> [Exercise directions] The result should be the lines from the one holding "We need bounding boxes for sky" to the end of the records below, repeated exactly. No pictures.
%%
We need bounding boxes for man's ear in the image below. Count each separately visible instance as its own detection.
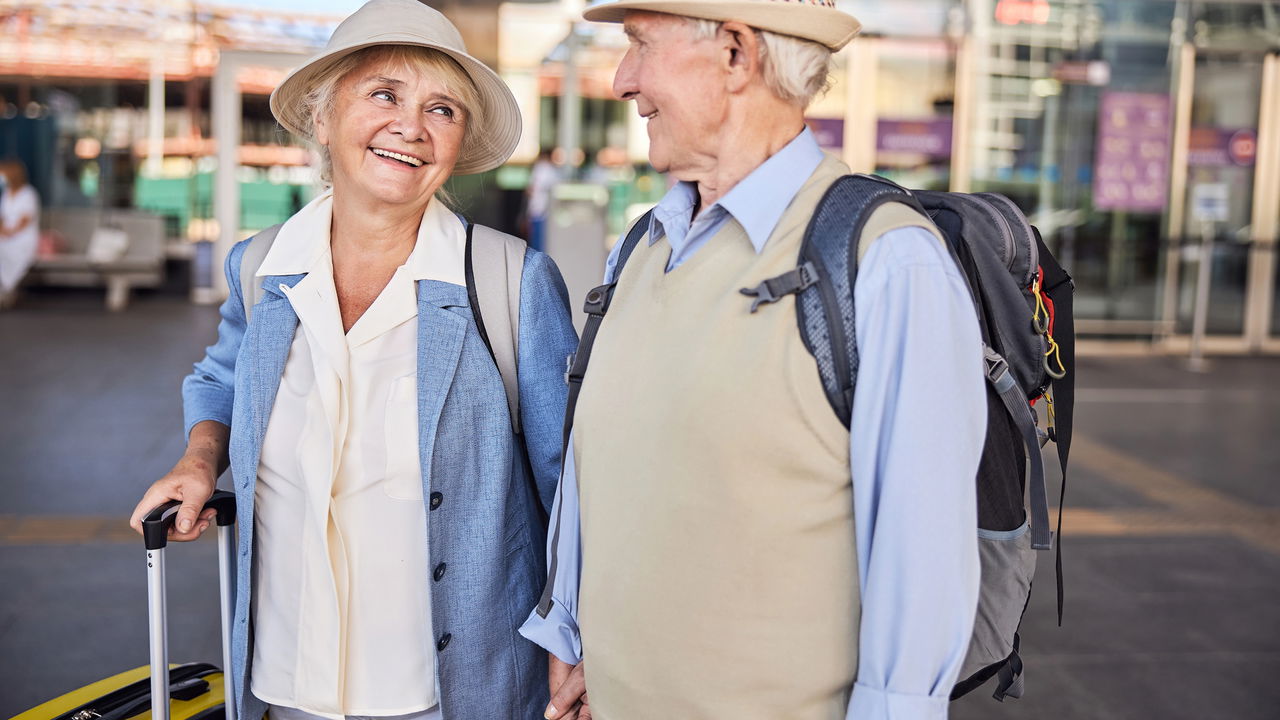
[719,21,761,94]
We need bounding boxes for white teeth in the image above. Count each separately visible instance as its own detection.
[371,148,424,167]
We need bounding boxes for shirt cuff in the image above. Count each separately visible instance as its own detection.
[846,683,950,720]
[518,599,583,665]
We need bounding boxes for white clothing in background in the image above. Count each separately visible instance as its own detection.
[0,185,40,293]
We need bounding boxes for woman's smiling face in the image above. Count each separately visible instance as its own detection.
[315,50,468,213]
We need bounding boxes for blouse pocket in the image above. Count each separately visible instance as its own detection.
[382,374,422,501]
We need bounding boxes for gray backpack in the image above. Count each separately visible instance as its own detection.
[238,220,527,434]
[545,174,1075,702]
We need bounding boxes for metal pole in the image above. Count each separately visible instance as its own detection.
[218,525,238,720]
[1162,39,1196,343]
[557,26,581,179]
[211,56,241,304]
[1189,220,1213,371]
[147,46,166,175]
[147,548,170,720]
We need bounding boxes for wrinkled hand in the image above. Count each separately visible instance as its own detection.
[129,454,218,543]
[546,653,590,719]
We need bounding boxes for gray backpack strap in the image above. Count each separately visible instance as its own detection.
[239,223,283,322]
[464,222,525,433]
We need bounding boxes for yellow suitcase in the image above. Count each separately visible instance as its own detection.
[9,492,238,720]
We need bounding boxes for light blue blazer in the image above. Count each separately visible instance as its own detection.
[181,234,577,720]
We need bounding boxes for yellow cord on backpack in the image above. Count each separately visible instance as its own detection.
[1032,276,1050,334]
[1032,273,1067,379]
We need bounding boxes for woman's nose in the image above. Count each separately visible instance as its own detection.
[390,107,427,142]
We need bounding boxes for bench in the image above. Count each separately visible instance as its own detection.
[31,209,166,311]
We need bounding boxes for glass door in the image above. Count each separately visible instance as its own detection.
[1173,50,1264,339]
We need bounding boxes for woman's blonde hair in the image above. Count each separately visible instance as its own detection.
[297,44,483,185]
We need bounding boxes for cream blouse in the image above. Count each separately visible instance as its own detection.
[249,192,464,719]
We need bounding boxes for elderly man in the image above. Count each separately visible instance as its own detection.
[521,1,986,719]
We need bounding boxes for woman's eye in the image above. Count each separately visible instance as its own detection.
[429,106,455,119]
[372,90,395,103]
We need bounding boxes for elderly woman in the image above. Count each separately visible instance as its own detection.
[130,1,576,719]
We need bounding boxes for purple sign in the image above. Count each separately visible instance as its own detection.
[805,117,844,151]
[1093,92,1171,212]
[1189,127,1258,167]
[877,118,953,158]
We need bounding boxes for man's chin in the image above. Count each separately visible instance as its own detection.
[647,151,669,175]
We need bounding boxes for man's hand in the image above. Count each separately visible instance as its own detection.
[546,653,590,719]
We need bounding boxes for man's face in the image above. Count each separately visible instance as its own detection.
[615,12,728,178]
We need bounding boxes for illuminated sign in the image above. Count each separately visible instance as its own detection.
[996,0,1051,26]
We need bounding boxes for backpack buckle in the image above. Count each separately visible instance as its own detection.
[983,346,1015,394]
[739,262,819,313]
[583,283,616,317]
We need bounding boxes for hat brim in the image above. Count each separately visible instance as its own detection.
[270,40,521,176]
[583,0,860,51]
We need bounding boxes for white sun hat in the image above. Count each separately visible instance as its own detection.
[269,0,521,175]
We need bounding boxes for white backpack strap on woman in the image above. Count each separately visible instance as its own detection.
[238,221,525,433]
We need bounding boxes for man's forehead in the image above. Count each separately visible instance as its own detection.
[622,10,689,38]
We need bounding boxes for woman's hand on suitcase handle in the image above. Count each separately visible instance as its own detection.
[129,421,229,542]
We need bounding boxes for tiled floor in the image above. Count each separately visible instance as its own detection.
[2,288,1278,718]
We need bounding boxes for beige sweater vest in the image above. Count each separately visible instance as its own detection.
[574,155,861,720]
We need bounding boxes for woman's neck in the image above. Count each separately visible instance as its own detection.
[328,191,426,263]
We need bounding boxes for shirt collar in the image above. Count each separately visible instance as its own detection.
[648,126,826,254]
[256,190,467,286]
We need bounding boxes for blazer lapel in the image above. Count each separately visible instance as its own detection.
[235,273,305,487]
[416,280,469,493]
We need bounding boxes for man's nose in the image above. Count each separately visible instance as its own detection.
[613,50,638,101]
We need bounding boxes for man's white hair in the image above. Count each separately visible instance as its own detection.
[688,18,833,107]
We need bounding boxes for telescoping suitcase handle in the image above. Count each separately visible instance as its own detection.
[140,490,238,720]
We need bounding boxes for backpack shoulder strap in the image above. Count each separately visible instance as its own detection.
[536,208,652,619]
[239,223,284,322]
[856,198,945,263]
[464,222,526,434]
[797,174,931,426]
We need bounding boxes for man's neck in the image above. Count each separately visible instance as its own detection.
[688,106,806,216]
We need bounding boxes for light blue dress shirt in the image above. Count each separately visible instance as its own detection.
[520,128,984,719]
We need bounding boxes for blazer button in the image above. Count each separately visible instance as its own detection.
[436,633,451,652]
[429,492,443,510]
[433,562,447,582]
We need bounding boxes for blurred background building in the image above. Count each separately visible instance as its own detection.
[1,0,1277,349]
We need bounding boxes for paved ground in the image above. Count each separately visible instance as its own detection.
[1,287,1278,718]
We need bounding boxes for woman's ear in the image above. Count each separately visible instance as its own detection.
[719,21,761,94]
[313,109,330,147]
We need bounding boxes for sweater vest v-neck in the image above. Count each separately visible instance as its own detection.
[574,155,858,719]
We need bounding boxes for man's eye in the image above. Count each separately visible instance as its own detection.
[372,90,395,102]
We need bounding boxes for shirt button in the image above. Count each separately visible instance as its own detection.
[436,633,451,652]
[433,563,447,582]
[429,492,443,510]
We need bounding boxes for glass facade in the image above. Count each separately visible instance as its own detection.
[896,0,1280,347]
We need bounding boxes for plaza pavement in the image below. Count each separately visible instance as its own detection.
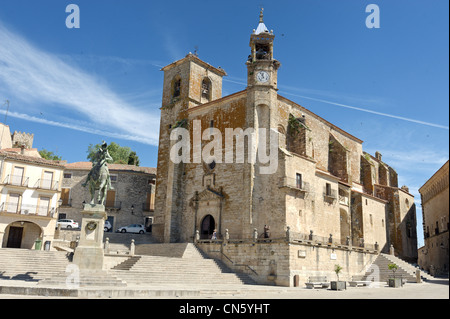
[0,277,447,299]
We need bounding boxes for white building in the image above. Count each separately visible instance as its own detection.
[0,149,65,249]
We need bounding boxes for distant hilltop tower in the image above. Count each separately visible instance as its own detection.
[11,131,34,149]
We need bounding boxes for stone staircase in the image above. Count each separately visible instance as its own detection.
[0,248,71,282]
[38,269,127,287]
[365,253,434,282]
[109,243,256,286]
[1,243,256,289]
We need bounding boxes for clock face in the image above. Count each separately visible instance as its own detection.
[256,71,270,83]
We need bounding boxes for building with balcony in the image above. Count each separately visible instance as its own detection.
[0,149,65,249]
[418,160,449,276]
[59,162,156,232]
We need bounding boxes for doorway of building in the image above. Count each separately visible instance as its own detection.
[7,226,23,248]
[200,215,215,239]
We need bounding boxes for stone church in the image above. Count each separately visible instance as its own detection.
[153,11,417,285]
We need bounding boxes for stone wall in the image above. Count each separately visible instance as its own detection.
[59,166,155,232]
[198,239,378,287]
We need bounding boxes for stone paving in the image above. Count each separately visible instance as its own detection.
[0,278,447,299]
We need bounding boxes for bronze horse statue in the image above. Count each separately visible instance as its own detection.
[82,142,113,205]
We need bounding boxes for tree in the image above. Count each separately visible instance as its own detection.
[127,151,140,166]
[87,142,140,166]
[39,149,62,161]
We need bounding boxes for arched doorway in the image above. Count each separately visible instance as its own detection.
[3,221,42,249]
[200,215,215,239]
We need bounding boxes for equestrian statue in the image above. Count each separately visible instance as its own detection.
[82,141,114,206]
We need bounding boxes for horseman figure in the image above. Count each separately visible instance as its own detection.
[82,141,114,205]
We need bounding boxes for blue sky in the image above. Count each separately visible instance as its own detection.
[0,0,448,247]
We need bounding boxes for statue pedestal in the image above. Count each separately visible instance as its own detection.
[73,204,107,270]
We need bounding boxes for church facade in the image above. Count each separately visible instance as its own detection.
[153,11,417,285]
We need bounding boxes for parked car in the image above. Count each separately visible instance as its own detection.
[104,220,112,232]
[116,224,146,234]
[56,219,79,229]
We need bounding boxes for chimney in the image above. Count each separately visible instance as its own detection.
[375,151,382,161]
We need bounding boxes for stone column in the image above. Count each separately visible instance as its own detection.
[72,204,107,270]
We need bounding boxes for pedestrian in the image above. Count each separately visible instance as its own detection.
[264,225,270,238]
[211,229,217,240]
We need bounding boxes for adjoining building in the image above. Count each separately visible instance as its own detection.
[0,124,65,250]
[152,11,418,286]
[418,161,449,277]
[60,162,156,232]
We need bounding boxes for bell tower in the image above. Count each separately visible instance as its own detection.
[247,8,281,90]
[245,9,282,236]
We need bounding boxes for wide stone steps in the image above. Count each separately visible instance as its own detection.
[38,270,128,287]
[109,243,256,286]
[365,253,433,282]
[110,270,253,285]
[1,244,257,288]
[0,249,71,282]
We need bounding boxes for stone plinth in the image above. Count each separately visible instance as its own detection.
[73,204,107,270]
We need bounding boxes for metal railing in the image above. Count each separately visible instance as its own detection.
[34,179,59,191]
[279,177,310,192]
[323,187,337,199]
[1,174,29,187]
[105,201,122,210]
[0,202,56,218]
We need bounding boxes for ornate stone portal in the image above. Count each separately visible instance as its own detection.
[72,204,107,270]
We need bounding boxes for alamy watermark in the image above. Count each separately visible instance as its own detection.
[366,4,380,29]
[66,4,80,29]
[170,120,279,175]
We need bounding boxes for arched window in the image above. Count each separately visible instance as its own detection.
[173,77,181,99]
[201,78,211,102]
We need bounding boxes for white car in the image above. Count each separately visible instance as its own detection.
[56,219,79,229]
[104,220,112,232]
[117,224,146,234]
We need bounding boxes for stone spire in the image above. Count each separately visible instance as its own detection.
[254,8,270,35]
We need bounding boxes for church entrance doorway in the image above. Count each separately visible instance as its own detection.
[200,215,215,239]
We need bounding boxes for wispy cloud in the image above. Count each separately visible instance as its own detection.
[0,109,153,145]
[224,75,449,130]
[279,91,449,130]
[0,22,160,146]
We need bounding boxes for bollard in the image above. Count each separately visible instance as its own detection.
[416,269,421,283]
[104,237,110,254]
[130,239,135,256]
[294,275,300,287]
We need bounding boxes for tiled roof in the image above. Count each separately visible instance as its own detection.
[65,161,156,175]
[0,149,66,168]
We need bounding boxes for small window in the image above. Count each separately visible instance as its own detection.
[63,173,72,179]
[173,78,181,98]
[296,173,302,189]
[110,175,118,182]
[326,183,331,196]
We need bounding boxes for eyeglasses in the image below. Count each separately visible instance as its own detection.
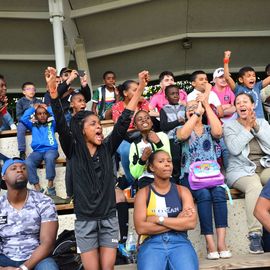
[186,104,198,111]
[24,88,36,91]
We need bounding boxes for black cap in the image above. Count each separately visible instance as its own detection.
[59,67,72,77]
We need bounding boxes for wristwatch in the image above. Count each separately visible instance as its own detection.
[158,216,165,225]
[19,264,29,270]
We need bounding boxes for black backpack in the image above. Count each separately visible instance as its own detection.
[52,230,83,270]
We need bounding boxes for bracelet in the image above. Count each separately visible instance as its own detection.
[223,58,230,64]
[19,264,29,270]
[194,112,201,117]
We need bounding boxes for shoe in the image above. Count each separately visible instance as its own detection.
[49,195,70,205]
[19,151,26,160]
[207,251,220,260]
[45,186,56,196]
[39,188,45,193]
[219,250,232,259]
[10,124,17,130]
[248,232,264,254]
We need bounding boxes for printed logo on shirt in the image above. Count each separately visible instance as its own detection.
[224,95,230,102]
[0,215,7,224]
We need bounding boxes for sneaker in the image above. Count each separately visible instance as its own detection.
[45,186,56,196]
[207,251,220,260]
[248,232,264,254]
[49,195,69,205]
[19,151,26,160]
[10,124,17,130]
[219,250,232,259]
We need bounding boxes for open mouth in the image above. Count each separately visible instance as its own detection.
[142,122,149,128]
[95,131,103,141]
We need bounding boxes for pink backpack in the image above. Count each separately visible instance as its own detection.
[188,160,224,190]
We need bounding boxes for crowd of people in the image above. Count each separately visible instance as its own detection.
[1,50,270,270]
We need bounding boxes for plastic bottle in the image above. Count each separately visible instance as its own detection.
[125,231,137,263]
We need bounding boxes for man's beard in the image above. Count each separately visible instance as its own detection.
[13,180,27,190]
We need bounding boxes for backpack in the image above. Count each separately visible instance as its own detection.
[188,160,224,190]
[52,230,83,270]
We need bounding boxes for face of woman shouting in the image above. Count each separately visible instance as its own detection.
[235,93,255,120]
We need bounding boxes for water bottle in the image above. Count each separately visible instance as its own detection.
[125,231,137,263]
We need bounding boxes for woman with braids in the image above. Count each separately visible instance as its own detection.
[46,67,149,270]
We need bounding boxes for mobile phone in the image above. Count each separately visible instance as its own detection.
[78,70,85,77]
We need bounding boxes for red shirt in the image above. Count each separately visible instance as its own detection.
[112,99,149,129]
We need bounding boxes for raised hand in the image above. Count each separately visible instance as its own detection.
[224,50,231,59]
[141,146,152,162]
[45,67,58,99]
[138,70,150,88]
[147,130,160,144]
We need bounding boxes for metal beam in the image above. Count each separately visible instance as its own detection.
[0,11,49,19]
[70,0,151,18]
[87,30,270,59]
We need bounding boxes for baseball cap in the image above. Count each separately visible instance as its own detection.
[1,158,26,176]
[213,68,224,79]
[59,67,72,77]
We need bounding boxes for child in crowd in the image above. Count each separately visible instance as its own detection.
[92,71,120,120]
[178,89,231,260]
[0,74,17,131]
[150,71,187,114]
[16,82,42,159]
[21,104,59,195]
[160,85,185,179]
[112,79,150,185]
[223,51,270,118]
[129,110,171,188]
[187,70,224,118]
[47,66,149,270]
[211,68,236,123]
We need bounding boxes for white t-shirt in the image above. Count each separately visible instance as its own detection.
[187,89,221,107]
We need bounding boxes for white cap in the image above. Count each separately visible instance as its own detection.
[213,68,224,79]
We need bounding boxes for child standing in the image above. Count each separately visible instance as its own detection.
[21,104,59,195]
[160,85,185,179]
[223,50,270,118]
[16,82,42,159]
[92,71,119,120]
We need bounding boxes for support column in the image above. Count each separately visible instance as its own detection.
[48,0,65,73]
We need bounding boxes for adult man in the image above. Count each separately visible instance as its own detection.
[0,158,59,270]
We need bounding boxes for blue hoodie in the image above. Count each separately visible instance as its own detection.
[20,106,58,152]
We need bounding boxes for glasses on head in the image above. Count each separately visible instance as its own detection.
[186,104,198,111]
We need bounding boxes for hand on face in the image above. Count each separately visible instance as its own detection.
[141,146,152,162]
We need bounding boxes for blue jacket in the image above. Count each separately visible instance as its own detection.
[16,97,43,121]
[20,107,58,152]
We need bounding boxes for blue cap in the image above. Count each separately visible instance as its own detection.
[1,158,26,176]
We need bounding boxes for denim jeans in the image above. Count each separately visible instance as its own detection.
[0,254,59,270]
[0,112,14,131]
[137,232,198,270]
[116,140,134,185]
[181,174,228,235]
[17,122,28,152]
[25,150,59,184]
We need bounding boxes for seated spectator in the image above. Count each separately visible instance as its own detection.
[223,92,270,254]
[160,85,185,179]
[223,51,270,119]
[211,67,237,123]
[16,82,43,160]
[112,79,150,185]
[129,110,171,189]
[178,91,231,260]
[0,74,16,131]
[149,71,187,114]
[20,104,59,195]
[0,158,59,270]
[134,150,198,270]
[92,71,120,120]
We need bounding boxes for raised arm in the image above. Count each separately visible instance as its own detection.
[80,73,91,102]
[20,107,35,130]
[223,51,236,91]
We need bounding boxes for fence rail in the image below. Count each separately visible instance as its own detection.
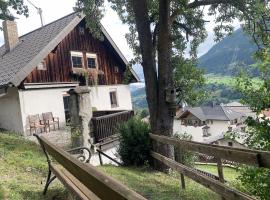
[150,133,270,200]
[92,110,134,143]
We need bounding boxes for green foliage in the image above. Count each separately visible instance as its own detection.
[173,57,206,106]
[117,117,151,166]
[239,166,270,200]
[0,0,28,20]
[139,109,149,119]
[123,65,133,84]
[235,44,270,199]
[174,133,196,167]
[70,126,83,148]
[75,0,104,40]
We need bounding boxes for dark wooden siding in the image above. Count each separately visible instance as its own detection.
[23,20,126,85]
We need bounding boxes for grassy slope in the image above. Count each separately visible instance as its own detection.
[99,165,241,200]
[0,132,68,200]
[1,132,241,200]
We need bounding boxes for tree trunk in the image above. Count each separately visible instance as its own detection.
[154,0,174,170]
[131,0,174,171]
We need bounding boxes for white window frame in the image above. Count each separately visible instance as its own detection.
[86,53,98,69]
[70,51,84,69]
[109,89,119,108]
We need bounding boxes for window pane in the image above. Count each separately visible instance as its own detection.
[87,57,96,68]
[110,91,118,107]
[72,56,83,68]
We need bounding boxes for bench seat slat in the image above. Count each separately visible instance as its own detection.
[51,164,101,200]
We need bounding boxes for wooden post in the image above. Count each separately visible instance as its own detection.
[216,158,224,183]
[98,145,103,166]
[179,152,186,189]
[216,157,225,200]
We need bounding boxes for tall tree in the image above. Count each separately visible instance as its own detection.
[0,0,28,20]
[77,0,270,170]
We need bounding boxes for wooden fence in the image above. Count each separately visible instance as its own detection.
[92,110,134,143]
[150,133,270,200]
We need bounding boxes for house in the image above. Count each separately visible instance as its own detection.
[174,105,247,148]
[0,12,139,135]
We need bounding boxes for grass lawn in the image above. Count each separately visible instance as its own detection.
[205,73,262,87]
[1,132,242,200]
[98,165,241,200]
[0,132,69,200]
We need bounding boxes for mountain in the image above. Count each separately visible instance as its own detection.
[131,87,148,109]
[198,28,258,75]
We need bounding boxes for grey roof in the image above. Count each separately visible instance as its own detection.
[0,12,139,87]
[179,105,244,121]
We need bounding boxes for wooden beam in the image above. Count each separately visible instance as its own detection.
[151,151,255,200]
[149,133,270,167]
[39,135,146,200]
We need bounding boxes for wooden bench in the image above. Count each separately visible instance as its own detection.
[34,134,146,200]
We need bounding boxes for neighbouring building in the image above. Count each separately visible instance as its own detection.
[0,12,139,135]
[174,105,248,148]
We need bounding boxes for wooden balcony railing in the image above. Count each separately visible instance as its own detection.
[92,110,134,143]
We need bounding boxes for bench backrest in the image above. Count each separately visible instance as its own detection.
[37,135,146,200]
[29,114,41,124]
[42,112,53,121]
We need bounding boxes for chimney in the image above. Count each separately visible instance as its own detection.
[2,20,19,51]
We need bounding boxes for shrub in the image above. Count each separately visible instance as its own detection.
[117,117,151,166]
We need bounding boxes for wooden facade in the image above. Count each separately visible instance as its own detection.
[23,20,126,86]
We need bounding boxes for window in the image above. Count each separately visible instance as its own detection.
[37,60,46,70]
[109,90,118,108]
[228,142,233,147]
[63,94,70,124]
[71,51,83,68]
[86,53,98,69]
[79,26,85,35]
[203,129,209,137]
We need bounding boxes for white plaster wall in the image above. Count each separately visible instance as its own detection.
[89,85,132,111]
[174,119,232,143]
[214,138,246,149]
[18,88,70,134]
[0,87,24,133]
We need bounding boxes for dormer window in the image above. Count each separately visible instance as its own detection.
[86,53,98,69]
[37,60,46,70]
[71,51,83,68]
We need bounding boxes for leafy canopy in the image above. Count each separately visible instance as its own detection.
[0,0,28,20]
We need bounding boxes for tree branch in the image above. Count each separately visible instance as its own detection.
[188,0,235,8]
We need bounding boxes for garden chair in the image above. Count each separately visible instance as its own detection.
[42,112,60,132]
[29,114,46,135]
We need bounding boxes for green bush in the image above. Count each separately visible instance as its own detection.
[117,117,151,166]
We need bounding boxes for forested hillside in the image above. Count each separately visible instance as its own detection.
[198,28,257,75]
[131,28,258,109]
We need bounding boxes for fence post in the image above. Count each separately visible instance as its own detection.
[216,157,225,200]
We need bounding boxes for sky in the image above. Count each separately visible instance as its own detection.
[0,0,240,62]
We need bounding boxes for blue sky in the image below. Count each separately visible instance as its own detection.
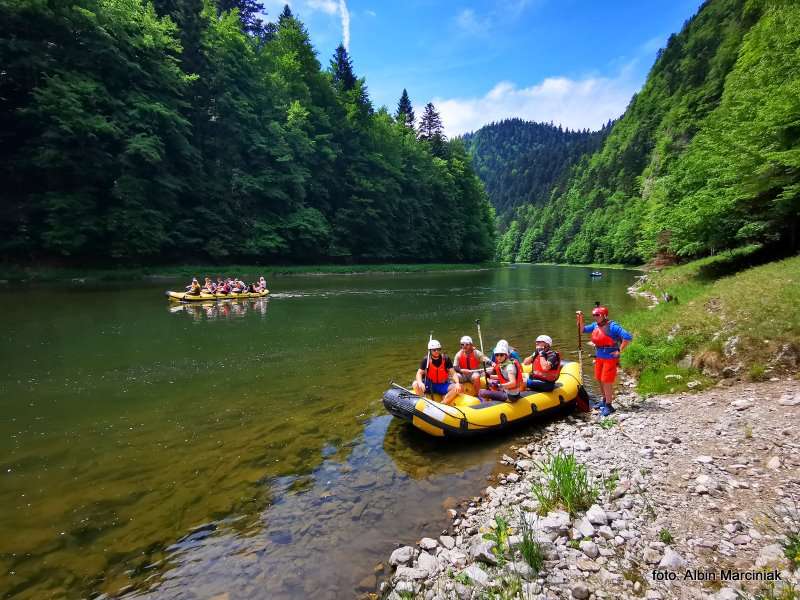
[260,0,705,136]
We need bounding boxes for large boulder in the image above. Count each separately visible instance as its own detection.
[389,546,416,566]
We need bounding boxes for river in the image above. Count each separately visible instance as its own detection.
[0,265,640,599]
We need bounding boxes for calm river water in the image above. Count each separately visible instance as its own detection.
[0,265,640,599]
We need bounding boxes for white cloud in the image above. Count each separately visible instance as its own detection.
%%
> [Written response]
We need bounding boxes for sky in the image above. Count each separately visible instance as its own detection.
[0,0,240,62]
We need bounding boxes for blue sky in the image below. Count each separately visible instance as its own detection.
[260,0,705,136]
We need bounding boxes for large boulder in the image above. Count each separately visible instance as its own detection.
[389,546,416,566]
We need bounding boxes for river in the image above. Count each separately visible instance as its own detection.
[0,265,640,599]
We need bounding boxes for calm river water in the image above. Count each separately visible instance as its own detection.
[0,265,640,599]
We need bounding boxes for white cloud in the image above. Count each separately visible instance as its own detection.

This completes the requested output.